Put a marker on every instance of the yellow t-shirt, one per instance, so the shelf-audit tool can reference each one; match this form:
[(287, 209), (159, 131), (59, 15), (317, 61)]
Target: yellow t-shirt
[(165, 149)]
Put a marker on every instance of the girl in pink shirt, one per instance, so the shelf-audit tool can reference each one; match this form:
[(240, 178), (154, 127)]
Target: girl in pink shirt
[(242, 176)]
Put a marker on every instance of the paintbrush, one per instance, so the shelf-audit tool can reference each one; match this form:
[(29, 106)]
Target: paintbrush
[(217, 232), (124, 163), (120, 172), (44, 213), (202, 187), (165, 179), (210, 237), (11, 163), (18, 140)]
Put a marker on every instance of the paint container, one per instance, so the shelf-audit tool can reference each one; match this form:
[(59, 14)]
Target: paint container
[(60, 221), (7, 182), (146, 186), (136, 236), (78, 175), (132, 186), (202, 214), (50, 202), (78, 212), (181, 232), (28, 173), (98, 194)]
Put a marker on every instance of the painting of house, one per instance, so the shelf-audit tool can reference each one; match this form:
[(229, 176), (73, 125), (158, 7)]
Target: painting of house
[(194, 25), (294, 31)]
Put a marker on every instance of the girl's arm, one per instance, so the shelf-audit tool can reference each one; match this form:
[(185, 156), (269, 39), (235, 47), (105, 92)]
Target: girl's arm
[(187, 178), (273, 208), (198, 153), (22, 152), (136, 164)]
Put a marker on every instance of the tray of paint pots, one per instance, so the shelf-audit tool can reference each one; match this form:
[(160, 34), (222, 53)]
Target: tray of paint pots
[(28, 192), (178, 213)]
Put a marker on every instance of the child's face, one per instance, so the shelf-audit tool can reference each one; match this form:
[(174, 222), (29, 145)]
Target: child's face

________________________________________

Reproduis à l'identique chaque ligne des entrées ci-dessus, de la première à la dernière.

Put a marker on every instance of the yellow t-shirt, one per instance, so the shelf-audit tool can reference each one; match this form:
[(287, 209), (159, 131), (59, 15), (317, 61)]
Target: yellow t-shirt
[(165, 149)]
Put a marker on every instance of the girl in pink shirt, one per instance, so the shelf-audit tool can reference each one; match this form:
[(240, 178), (154, 127)]
Target: girl in pink shirt
[(242, 176)]
Put a marker on every instance of the paintbrush, one per instance, so the shelf-audit tool can reference each one; match this form:
[(29, 106)]
Target: paintbrush
[(217, 232), (124, 163), (120, 172), (44, 213), (202, 187), (165, 179), (210, 237), (11, 163), (18, 140)]
Put a marker on every instance of the paint container, one per instance, so the shelf-audit tool can reference each one; match this form:
[(59, 14)]
Target: paint container
[(60, 221), (7, 182), (146, 186), (136, 236), (78, 175), (132, 186), (202, 214), (50, 202), (78, 212), (181, 232), (28, 173), (98, 194)]
Put a marker on every instance of the painting of house, one per instance, so the shelf-audit tool can reference each one; match this form:
[(229, 176), (73, 125), (158, 7)]
Target: painting of house
[(194, 25), (294, 31)]
Put a marker on every instance of the girl's arm, one per instance, so the shelf-audit tool can reference each one; match this form:
[(185, 156), (269, 39), (235, 47), (105, 92)]
Target: girl's arm
[(187, 178), (273, 208), (198, 153), (22, 152), (136, 164)]
Put a marker on every instance of the tray of paint pots, one per instance, so the shelf-audit tool can reference each one; match this form:
[(160, 34), (222, 53)]
Target: tray of paint pots
[(28, 192), (178, 213)]
Put a marker on every instance of the child's face, one per instance, so the shelf-audit tool can reference each one; match this form:
[(174, 222), (29, 145)]
Target: child's face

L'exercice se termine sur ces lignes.